>>>>>

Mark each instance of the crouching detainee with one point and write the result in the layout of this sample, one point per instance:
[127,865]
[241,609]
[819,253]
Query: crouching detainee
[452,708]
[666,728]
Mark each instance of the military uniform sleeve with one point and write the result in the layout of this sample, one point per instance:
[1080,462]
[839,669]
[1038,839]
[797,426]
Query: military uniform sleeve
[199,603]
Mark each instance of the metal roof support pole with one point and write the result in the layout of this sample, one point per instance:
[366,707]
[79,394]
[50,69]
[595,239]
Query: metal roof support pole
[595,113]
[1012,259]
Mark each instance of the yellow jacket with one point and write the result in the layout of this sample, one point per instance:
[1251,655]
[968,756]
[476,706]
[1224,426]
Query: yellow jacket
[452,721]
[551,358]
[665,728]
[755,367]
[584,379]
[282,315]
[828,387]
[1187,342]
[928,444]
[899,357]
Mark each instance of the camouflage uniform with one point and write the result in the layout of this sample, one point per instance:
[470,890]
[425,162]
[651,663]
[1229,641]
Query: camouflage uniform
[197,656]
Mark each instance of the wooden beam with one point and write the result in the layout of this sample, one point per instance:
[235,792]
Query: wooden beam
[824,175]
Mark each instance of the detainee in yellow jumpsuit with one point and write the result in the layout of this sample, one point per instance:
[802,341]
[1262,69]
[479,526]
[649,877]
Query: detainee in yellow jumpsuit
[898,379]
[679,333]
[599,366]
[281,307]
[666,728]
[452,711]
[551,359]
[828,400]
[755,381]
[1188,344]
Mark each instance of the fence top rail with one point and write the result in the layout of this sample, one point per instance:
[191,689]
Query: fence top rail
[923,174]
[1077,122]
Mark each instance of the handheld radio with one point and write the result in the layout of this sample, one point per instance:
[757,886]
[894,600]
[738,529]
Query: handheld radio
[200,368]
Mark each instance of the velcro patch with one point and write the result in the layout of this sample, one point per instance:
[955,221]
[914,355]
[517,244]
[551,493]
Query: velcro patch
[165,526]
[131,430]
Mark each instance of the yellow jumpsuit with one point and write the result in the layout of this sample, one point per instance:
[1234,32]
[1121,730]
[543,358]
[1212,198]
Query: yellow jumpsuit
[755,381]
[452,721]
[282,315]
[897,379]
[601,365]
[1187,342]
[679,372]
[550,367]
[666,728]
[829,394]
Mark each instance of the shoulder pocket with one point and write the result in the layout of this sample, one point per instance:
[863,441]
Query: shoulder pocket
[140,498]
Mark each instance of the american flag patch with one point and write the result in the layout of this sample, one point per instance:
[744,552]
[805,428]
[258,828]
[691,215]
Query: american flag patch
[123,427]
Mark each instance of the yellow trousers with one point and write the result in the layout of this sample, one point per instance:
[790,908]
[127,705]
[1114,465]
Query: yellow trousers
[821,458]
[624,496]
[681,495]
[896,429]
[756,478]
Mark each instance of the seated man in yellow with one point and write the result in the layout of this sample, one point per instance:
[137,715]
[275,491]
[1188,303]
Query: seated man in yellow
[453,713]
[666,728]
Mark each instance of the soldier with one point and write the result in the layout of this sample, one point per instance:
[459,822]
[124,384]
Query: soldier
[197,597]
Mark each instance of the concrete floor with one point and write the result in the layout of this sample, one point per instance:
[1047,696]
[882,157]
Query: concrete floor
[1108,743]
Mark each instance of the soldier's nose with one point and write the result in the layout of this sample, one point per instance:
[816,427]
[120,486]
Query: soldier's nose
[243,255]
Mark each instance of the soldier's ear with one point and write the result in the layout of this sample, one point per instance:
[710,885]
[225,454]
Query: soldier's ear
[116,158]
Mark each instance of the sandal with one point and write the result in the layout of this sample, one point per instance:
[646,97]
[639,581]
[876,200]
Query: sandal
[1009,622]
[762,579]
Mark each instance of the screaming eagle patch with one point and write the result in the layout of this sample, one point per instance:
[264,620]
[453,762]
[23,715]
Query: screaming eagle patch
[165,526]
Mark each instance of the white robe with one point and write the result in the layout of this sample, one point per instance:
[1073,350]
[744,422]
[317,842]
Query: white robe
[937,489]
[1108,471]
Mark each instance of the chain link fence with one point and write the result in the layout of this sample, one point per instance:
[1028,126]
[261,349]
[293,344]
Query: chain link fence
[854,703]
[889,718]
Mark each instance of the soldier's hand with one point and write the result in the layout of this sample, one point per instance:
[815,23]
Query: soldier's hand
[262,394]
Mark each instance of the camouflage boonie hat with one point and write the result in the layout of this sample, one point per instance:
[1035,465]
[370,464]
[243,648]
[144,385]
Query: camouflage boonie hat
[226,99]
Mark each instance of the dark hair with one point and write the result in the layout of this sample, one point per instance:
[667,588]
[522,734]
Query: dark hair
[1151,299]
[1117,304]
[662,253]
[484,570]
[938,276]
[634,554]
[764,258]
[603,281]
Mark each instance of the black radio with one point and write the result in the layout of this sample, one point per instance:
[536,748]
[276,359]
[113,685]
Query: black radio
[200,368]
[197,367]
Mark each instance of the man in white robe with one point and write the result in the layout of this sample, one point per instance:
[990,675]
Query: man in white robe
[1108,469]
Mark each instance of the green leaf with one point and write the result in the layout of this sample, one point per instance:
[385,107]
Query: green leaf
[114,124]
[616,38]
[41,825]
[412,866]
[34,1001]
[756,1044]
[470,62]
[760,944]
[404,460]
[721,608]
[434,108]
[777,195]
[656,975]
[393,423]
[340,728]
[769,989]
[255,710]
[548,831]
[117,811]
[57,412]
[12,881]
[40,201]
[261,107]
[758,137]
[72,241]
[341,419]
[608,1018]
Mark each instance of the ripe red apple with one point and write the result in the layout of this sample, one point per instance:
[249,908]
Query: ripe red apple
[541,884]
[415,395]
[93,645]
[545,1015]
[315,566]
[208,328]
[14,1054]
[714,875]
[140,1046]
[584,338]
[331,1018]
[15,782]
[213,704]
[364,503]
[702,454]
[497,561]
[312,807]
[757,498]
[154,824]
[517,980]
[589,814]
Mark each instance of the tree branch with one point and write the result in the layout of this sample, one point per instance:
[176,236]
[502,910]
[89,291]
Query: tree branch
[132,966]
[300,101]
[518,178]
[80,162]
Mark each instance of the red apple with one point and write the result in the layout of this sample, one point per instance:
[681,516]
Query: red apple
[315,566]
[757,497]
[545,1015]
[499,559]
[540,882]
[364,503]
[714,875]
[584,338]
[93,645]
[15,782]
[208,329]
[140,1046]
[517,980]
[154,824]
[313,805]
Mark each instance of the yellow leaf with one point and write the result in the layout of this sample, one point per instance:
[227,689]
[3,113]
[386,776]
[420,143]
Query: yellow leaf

<<<<<

### Task requirements
Rewrite all of the material above as a numbered list, one line per item, and leave out any blank lines.

### Response to this task
1. Mark each instance of the crouching detainee with one point and write the result in the layout of this sample, one point per instance:
2. [127,865]
3. [241,609]
4. [819,253]
5. Query: crouching detainee
6. [452,708]
7. [666,728]
8. Mark each instance of the military uniform sleeve with one point and write the result in the layout of this sample, one point per instance:
9. [1080,462]
10. [839,669]
11. [1038,839]
12. [797,426]
13. Query: military uniform sleeve
14. [199,603]
15. Mark each instance of the metal roof support pole with one point and write the result in the layout of this sample, one point per instance:
16. [366,707]
17. [79,394]
18. [50,69]
19. [595,239]
20. Query: metal roof support pole
21. [595,113]
22. [1012,259]
23. Mark each instance of the yellow jacket with one point and write the result in the layout of this sample, one point per instance:
24. [1251,655]
25. [968,756]
26. [476,706]
27. [1224,426]
28. Query: yellow jacket
29. [452,721]
30. [551,358]
31. [665,728]
32. [755,367]
33. [584,379]
34. [282,315]
35. [828,387]
36. [1187,342]
37. [928,444]
38. [899,357]
39. Mark each instance of the camouflage uniform with one point and write the result in the layout of this sample, one point per instance:
40. [470,890]
41. [425,162]
42. [651,663]
43. [1229,641]
44. Query: camouflage uniform
45. [197,656]
46. Mark each instance of the wooden beam with one point and write the result in the layout of this sample, one point per instance:
47. [235,792]
48. Query: wooden beam
49. [824,175]
50. Mark each instance of the detainee in yellow jumpsuit with one point and write the result in the layout of this sample, one point per instance:
51. [802,341]
52. [1262,69]
53. [479,526]
54. [649,877]
55. Query: detainee in yellow jumpsuit
56. [898,379]
57. [679,333]
58. [599,366]
59. [281,307]
60. [666,728]
61. [452,711]
62. [551,359]
63. [828,400]
64. [755,381]
65. [1188,344]
66. Mark each instance of the fence top rail with one point and write the result in the layout of this sample, one point per instance:
67. [191,689]
68. Query: fence top rail
69. [923,174]
70. [1077,122]
71. Mark each instance of the handheld radio with one point and write the result in the layout of this sample, one point per instance:
72. [757,886]
73. [894,600]
74. [738,529]
75. Query: handheld radio
76. [200,368]
77. Mark each instance of the velcro patch with one point and write the result in the layout of this sample, one point per instance:
78. [955,221]
79. [914,355]
80. [517,244]
81. [551,493]
82. Query: velcro patch
83. [165,526]
84. [131,430]
85. Mark each instance of the yellow jumpsuit with one point and write the result in the layout of this sample, one point per instance:
86. [1234,32]
87. [1121,730]
88. [543,358]
89. [1212,198]
90. Query: yellow jumpsuit
91. [755,381]
92. [452,721]
93. [282,315]
94. [897,379]
95. [601,365]
96. [1187,342]
97. [679,372]
98. [550,367]
99. [666,728]
100. [829,394]
101. Mark each instance of the shoulder pocket with one point and write the result in the layout of this sample, one point per instance:
102. [863,441]
103. Query: shoulder pocket
104. [140,498]
105. Mark each instance of the american flag patch with one point and write the result in the layout of this sample, one point per instance:
106. [744,552]
107. [805,428]
108. [258,828]
109. [691,215]
110. Query: american flag patch
111. [123,427]
112. Mark each instance of the yellow trousers with one point and write the result in the layout of this sample, one point per instance:
113. [790,908]
114. [127,705]
115. [1114,465]
116. Query: yellow trousers
117. [821,458]
118. [624,496]
119. [681,495]
120. [896,429]
121. [756,478]
122. Mark each instance of the seated man in yellow with one point and write the result in the layout of this sample, one point per instance:
123. [137,715]
124. [275,491]
125. [1188,303]
126. Query: seated man in yellow
127. [453,713]
128. [666,728]
129. Mark each instance of the soldier with one point and write the result in the layout of this sample, one point per instance:
130. [459,822]
131. [124,384]
132. Query: soldier
133. [197,597]
134. Mark each instance of the concrete floor with one point and write the result in the layout of this sample, one point per instance:
135. [1047,696]
136. [882,157]
137. Query: concrete floor
138. [1108,743]
139. Mark each instance of the soldier's nose with one point and write the result in the layout of this sample, one point per instance:
140. [816,427]
141. [120,486]
142. Query: soldier's nose
143. [243,255]
144. Mark each instance of the soldier's ear with one point and write the result in the layout of this sample, one point per instance:
145. [710,885]
146. [225,454]
147. Query: soldier's ear
148. [116,158]
149. Mark each instance of the sandal with one point and write the result in the layout of this sample, one point per instance:
150. [646,97]
151. [639,581]
152. [876,200]
153. Query: sandal
154. [1009,622]
155. [762,579]
156. Mark each instance of the screaming eagle patch with one point and write the result in the layout of this sample, one point per instance:
157. [264,620]
158. [453,762]
159. [23,715]
160. Query: screaming eagle patch
161. [165,526]
162. Mark each instance of the white robe with one point and write the result in the layout of this sample, one point per instance:
163. [1073,350]
164. [744,422]
165. [317,842]
166. Query: white robe
167. [937,489]
168. [1108,471]
169. Mark each instance of the chain link fence with one point and write the result in the layout of this sample, one point per instance:
170. [1028,126]
171. [261,349]
172. [293,344]
173. Query: chain link fence
174. [854,703]
175. [889,718]
176. Mark each instance of the soldier's hand with one point and write the result in the layout of this sample, one point per instance:
177. [815,23]
178. Query: soldier's hand
179. [262,394]
180. Mark each instance of the camouflage boonie hat with one point and write the result in the layout of this sample, one point per instance:
181. [1035,465]
182. [370,464]
183. [243,648]
184. [144,385]
185. Query: camouflage boonie hat
186. [226,99]
187. Mark each instance of the dark hair with one point and write the result in the layout of this sample, one point per instance:
188. [667,588]
189. [522,734]
190. Query: dark hair
191. [1151,299]
192. [1117,304]
193. [662,253]
194. [484,570]
195. [938,276]
196. [634,554]
197. [764,258]
198. [603,281]
199. Mark each instance of the black radio with one point and write the result in the layout of this sample, one point per instance:
200. [536,748]
201. [276,359]
202. [113,685]
203. Query: black radio
204. [200,368]
205. [197,367]
206. Mark each instance of the man in white robe with one point and write the result in the layout of this sample, one point per instance:
207. [990,675]
208. Query: man in white robe
209. [1108,469]
210. Mark each instance of the green leaf with one point and write the result in the layout of this sample, one point per instance:
211. [385,107]
212. Query: green leaf
213. [114,124]
214. [616,38]
215. [41,825]
216. [412,866]
217. [34,1001]
218. [756,1044]
219. [470,62]
220. [760,944]
221. [404,460]
222. [721,608]
223. [434,108]
224. [777,195]
225. [656,975]
226. [393,423]
227. [340,728]
228. [769,989]
229. [255,710]
230. [548,831]
231. [117,811]
232. [57,412]
233. [12,881]
234. [40,201]
235. [261,107]
236. [758,137]
237. [72,241]
238. [341,419]
239. [608,1018]
240. Mark each instance of the ripe red apple with one point and write the result in the layout of this sample, one point per instance:
241. [249,908]
242. Query: ripe red apple
243. [541,884]
244. [415,395]
245. [93,645]
246. [545,1015]
247. [315,566]
248. [208,328]
249. [14,1054]
250. [714,875]
251. [140,1046]
252. [584,338]
253. [331,1018]
254. [15,782]
255. [213,704]
256. [364,503]
257. [702,454]
258. [497,561]
259. [312,807]
260. [757,498]
261. [154,824]
262. [517,980]
263. [589,814]
264. Mark each instance of the tree branch with one point and write the result in the layout of this sample, one point per instance:
265. [176,236]
266. [502,910]
267. [89,291]
268. Query: tree branch
269. [132,966]
270. [300,101]
271. [518,178]
272. [80,162]
273. Mark each instance of the red apple with one point and write the result in the layout of this sample, one point per instance:
274. [681,516]
275. Query: red apple
276. [315,566]
277. [757,497]
278. [545,1015]
279. [499,559]
280. [540,882]
281. [364,503]
282. [714,875]
283. [584,338]
284. [93,645]
285. [15,782]
286. [208,329]
287. [140,1046]
288. [517,980]
289. [154,824]
290. [313,805]
291. Mark each instance of the yellow leaf with one point and write the result in the layout of this sample, one point per instance:
292. [227,689]
293. [3,113]
294. [386,776]
295. [420,143]
296. Query: yellow leaf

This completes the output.